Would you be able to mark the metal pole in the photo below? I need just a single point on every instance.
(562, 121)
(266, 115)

---

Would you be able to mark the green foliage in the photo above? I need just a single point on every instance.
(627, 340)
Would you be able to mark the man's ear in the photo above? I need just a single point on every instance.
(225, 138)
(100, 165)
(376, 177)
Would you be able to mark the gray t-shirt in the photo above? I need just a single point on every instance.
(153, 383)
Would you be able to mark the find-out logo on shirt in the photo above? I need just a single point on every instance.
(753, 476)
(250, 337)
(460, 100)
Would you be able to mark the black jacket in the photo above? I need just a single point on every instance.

==

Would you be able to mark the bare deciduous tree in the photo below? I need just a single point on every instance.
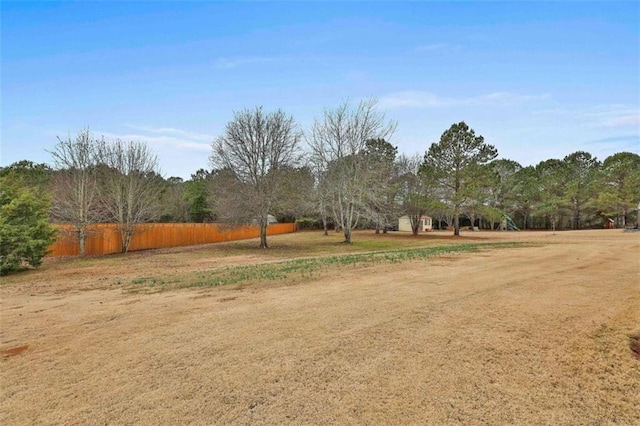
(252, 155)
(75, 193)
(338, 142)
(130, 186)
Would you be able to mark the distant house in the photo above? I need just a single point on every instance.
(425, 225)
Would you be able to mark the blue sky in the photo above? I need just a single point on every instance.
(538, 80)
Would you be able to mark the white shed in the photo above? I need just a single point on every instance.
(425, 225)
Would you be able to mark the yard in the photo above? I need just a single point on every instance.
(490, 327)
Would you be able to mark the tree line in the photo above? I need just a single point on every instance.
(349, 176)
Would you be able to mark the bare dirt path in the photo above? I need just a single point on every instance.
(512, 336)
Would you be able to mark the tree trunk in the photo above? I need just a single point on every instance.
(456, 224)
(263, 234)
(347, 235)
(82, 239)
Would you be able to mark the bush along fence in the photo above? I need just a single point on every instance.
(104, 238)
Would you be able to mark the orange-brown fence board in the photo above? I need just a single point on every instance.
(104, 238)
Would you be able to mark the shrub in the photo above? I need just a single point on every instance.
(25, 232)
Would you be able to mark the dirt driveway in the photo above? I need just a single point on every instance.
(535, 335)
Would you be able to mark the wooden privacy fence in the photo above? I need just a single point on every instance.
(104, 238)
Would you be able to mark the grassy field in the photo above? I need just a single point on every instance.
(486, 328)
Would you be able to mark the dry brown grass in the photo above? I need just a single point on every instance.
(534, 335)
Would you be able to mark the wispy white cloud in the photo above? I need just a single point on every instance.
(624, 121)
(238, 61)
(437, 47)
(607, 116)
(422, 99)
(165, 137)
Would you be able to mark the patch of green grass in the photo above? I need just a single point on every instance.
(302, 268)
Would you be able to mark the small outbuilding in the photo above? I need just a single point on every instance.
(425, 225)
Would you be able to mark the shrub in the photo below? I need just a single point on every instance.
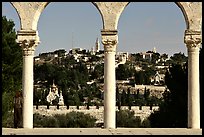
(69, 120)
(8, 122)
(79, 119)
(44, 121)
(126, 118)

[Short task]
How many lines in the rows above contain the string "shirt"? Reply with the number alone.

[Written solution]
2